所给文本

□ □ □

粒子生成

generateParticles<BaseParticles, Lattice>()

当用户调用water_block.generateParticles<BaseParticles, Lattice>()时，会进入以下函数：

//----------------------------------------------------------------------
// Particle generating methods
// Initialize particle data using a particle generator for geometric data.
// The local material parameters are also initialized.
//----------------------------------------------------------------------
template <class ParticleType, class... Parameters, typename... Args>
ParticleType *SPHBody::generateParticles(Args &&...args)
{
    ParticleType *particles = base_particles_ptr_keeper_.createPtr<ParticleType>(*this, base_material_); // 1
    ParticleGenerator<ParticleType, Parameters...> particle_generator(*this, *particles, std::forward<Args>(args)...); // 2
    particle_generator.generateParticlesWithGeometricVariables(); // 3
    particles->initializeBasicParticleVariables(); // 4
    sph_adaptation_->initializeAdaptationVariables(*particles); // 5
    base_material_->setLocalParameters(sph_system_, particles); // 6
    return particles;
};

编译阶段：模板参数ParticleType被推断为BaseParticles，Parameters被推断为Lattice，Args和args为空参数包。

运行阶段：

1. 创建BaseParticles的unique_ptr。此时会调用BaseParticles的构造函数。构造函数主要做的是初始化粒子属性（位置、密度、体积、质量等）为nullptr。

2. 调用ParticleGenerator<BaseParticles, Lattice> particle_generator(*this, *particles);。此时调用ParticleGenerator<BaseParticles, Lattice>的构造函数：

   ParticleGenerator<BaseParticles, Lattice>::
       ParticleGenerator(SPHBody &sph_body, BaseParticles &base_particles)
       : ParticleGenerator<BaseParticles>(sph_body, base_particles),
         GeneratingMethod<Lattice>(sph_body) {}

   • 进入ParticleGenerator<BaseParticles>构造函数。

     ParticleGenerator<BaseParticles>::
         ParticleGenerator(SPHBody &sph_body, BaseParticles &base_particles)
         : base_particles_(base_particles),
           particle_spacing_ref_(sph_body.getSPHAdaptation().ReferenceSpacing()) {}

     ParticleGenerator<BaseParticles>构造完毕。

   • 进入GeneratingMethod<Lattice>构造函数：

     GeneratingMethod<Lattice>::GeneratingMethod(SPHBody &sph_body)
         : lattice_spacing_(sph_body.getSPHAdaptation().ReferenceSpacing()),
           domain_bounds_(sph_body.getSPHSystemBounds()),
           initial_shape_(sph_body.getInitialShape())
     {
         if (!initial_shape_.isValid())
         {
             std::cout << "\n BaseParticleGeneratorLattice Error: initial_shape_ is invalid." << std::endl;
             std::cout << __FILE__ << ':' << __LINE__ << std::endl;
             throw;
         }
     }

     GeneratingMethod<Lattice>构造完毕。

□ □ □

可用数据

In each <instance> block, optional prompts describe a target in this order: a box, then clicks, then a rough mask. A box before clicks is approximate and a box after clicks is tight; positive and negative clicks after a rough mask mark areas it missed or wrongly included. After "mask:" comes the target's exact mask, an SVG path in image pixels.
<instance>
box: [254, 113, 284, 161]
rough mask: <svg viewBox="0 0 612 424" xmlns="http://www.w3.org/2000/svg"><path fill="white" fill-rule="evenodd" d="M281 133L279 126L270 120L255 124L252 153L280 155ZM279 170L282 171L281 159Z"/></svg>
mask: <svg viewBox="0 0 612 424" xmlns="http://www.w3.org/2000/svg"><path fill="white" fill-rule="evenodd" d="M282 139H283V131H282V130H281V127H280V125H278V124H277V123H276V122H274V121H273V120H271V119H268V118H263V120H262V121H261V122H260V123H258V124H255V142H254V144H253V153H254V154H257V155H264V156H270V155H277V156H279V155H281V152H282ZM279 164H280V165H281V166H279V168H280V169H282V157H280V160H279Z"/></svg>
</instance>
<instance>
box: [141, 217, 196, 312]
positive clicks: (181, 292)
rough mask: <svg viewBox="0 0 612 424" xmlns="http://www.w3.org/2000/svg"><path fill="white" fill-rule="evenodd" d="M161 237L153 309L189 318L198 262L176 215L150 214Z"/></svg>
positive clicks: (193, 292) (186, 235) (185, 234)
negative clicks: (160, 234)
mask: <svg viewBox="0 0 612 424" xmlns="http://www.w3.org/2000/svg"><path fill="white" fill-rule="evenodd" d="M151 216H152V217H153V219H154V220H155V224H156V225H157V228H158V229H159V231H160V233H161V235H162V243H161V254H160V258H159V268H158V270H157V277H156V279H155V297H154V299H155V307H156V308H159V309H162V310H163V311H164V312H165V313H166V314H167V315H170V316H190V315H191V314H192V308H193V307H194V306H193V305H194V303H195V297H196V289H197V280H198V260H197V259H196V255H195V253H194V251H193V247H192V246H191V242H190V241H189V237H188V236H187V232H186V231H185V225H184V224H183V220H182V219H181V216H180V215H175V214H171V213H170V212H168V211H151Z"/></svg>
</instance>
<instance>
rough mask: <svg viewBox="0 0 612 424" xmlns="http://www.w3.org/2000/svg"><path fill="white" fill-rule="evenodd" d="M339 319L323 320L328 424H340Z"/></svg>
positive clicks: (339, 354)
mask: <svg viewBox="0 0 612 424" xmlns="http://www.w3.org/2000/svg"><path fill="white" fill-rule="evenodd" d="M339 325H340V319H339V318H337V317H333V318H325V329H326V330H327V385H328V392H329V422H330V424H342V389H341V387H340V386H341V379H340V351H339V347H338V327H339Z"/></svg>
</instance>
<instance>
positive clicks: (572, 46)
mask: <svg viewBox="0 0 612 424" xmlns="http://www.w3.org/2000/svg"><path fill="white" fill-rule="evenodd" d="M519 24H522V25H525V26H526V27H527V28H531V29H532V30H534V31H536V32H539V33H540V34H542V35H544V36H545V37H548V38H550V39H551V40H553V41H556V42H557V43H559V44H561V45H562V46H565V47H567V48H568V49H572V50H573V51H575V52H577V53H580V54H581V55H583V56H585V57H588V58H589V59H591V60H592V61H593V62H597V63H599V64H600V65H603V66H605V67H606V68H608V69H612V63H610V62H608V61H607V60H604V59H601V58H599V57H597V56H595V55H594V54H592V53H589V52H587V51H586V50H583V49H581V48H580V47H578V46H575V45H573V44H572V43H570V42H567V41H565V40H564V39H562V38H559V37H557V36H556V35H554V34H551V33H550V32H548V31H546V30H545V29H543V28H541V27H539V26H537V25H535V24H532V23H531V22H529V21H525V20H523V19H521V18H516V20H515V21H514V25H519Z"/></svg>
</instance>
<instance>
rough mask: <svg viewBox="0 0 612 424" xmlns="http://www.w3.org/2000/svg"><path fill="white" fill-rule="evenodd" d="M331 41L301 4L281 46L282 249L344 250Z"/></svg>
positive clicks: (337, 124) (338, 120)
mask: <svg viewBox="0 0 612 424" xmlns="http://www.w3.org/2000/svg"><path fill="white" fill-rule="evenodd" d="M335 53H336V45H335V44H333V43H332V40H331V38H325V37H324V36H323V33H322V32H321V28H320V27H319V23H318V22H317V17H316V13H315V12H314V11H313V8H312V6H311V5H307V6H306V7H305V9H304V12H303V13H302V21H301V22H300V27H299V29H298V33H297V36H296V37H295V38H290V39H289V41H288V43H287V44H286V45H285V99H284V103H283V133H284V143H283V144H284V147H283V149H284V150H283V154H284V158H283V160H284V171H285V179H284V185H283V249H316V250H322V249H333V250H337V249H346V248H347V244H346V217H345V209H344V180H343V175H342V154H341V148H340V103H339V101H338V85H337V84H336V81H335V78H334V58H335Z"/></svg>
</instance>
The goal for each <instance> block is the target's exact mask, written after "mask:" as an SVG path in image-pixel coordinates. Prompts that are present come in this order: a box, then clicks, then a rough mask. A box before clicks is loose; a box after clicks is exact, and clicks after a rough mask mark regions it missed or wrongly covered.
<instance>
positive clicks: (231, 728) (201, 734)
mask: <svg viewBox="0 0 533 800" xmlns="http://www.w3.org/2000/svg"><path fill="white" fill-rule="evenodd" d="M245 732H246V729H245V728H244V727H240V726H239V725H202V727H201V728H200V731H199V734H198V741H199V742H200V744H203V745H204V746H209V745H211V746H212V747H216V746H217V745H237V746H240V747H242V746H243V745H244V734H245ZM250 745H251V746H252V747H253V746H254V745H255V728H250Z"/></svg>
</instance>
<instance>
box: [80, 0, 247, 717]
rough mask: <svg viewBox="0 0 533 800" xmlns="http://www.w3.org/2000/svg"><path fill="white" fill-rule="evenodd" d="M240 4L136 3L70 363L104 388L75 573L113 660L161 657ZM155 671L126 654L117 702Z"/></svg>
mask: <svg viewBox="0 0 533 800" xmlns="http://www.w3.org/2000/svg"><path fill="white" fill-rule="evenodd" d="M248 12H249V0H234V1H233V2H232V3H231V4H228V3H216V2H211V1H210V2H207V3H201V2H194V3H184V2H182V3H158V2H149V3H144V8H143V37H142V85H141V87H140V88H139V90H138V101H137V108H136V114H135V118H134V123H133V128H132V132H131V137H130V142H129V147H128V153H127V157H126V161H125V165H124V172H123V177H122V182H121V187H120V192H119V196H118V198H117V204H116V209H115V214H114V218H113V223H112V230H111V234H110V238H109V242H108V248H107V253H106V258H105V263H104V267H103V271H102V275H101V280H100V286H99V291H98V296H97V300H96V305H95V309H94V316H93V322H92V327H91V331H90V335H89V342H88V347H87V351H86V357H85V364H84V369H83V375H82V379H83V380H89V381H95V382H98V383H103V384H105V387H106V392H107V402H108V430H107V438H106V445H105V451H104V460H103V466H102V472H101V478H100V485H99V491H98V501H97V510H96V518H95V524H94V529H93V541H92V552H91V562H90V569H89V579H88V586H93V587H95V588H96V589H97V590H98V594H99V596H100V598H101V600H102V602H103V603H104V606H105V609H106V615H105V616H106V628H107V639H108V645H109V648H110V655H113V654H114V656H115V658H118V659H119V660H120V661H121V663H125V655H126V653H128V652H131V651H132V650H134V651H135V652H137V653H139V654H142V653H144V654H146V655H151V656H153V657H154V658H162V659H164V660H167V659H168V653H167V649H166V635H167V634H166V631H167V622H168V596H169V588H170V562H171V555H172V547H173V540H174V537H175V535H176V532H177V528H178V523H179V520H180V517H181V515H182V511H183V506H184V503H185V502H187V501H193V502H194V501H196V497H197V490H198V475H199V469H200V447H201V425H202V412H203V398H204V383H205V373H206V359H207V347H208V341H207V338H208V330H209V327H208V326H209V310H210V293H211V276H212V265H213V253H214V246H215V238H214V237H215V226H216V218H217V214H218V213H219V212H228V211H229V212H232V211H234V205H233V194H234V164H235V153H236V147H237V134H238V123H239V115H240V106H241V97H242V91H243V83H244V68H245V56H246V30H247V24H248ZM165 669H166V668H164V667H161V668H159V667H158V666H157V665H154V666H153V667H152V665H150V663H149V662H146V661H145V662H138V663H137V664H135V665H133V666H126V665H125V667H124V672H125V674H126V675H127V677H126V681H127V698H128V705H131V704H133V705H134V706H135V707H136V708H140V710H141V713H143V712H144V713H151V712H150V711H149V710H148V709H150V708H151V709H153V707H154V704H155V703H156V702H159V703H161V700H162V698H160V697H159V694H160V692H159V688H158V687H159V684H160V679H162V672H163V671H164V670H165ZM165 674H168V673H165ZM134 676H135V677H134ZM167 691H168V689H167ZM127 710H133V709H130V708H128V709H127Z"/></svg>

□ □ □

研读材料
**A.** 在记录中找出所有含有单词“then”的行，并将这些行逐一原样抄出。
**B.** 从讲解粒子生成流程的那段文本最后一句之后接着续写。
上面的文本与记录是彼此独立的两份材料。

各题答案
**A.**
In each <instance> block, optional prompts describe a target in this order: a box, then clicks, then a rough mask. A box before clicks is approximate and a box after clicks is tight; positive and negative clicks after a rough mask mark areas it missed or wrongly included. After "mask:" comes the target's exact mask, an SVG path in image pixels.
The goal for each <instance> block is the target's exact mask, written after "mask:" as an SVG path in image-pixel coordinates. Prompts that are present come in this order: a box, then clicks, then a rough mask. A box before clicks is loose; a box after clicks is exact, and clicks after a rough mask mark regions it missed or wrongly covered.

**B.**
   ParticleGenerator<BaseParticles, Lattice>构造完毕。

3. 调用particle_generator对象的generateParticlesWithGeometricVariables()成员函数。这不是一个虚函数，对所有派生类来说都一样：

   void ParticleGenerator<BaseParticles>::generateParticlesWithGeometricVariables()
   {
       prepareGeometricData(); // 虚函数
       setAllParticleBounds(); // 虚函数
       initializeParticleVariables(); // 虚函数
   }

   • 进入prepareGeometricData()，对于ParticleGenerator<BaseParticles, Lattice>类，这个成员函数没有在shared目录中实现，而是在for_2D_build和for_3D_build中实现。例如src\for_3D_build\particle_generator\particle_generator_lattice_3d.cpp：

     void ParticleGenerator<BaseParticles, Lattice>::prepareGeometricData()
     {
         // 构建3D网格
         Mesh mesh(domain_bounds_, lattice_spacing_, 0);
         // 体积=ΔL^3
         Real particle_volume = lattice_spacing_ * lattice_spacing_ * lattice_spacing_;
         Arrayi number_of_lattices = mesh.AllCells();
         // 把粒子依次放在网格中心
         for (int i = 0; i < number_of_lattices[0]; ++i)
             for (int j = 0; j < number_of_lattices[1]; ++j)
                 for (int k = 0; k < number_of_lattices[2]; ++k)
                 {
                     Vecd particle_position = mesh.CellPositionFromIndex(Arrayi(i, j, k));
                     if (initial_shape_.checkNotFar(particle_position, lattice_spacing_))
                     {
                         if (initial_shape_.checkContain(particle_position))
                         {
                             addPositionAndVolumetricMeasure(particle_position, particle_volume);
                         }
                     }
                 }
     }

     退出prepareGeometricData()。

   • 进入setAllParticleBounds()。ParticleGenerator<BaseParticles, Lattice>没有实现自己的这个成员函数，所以调用基类的成员函数：

     void ParticleGenerator<BaseParticles>::setAllParticleBounds()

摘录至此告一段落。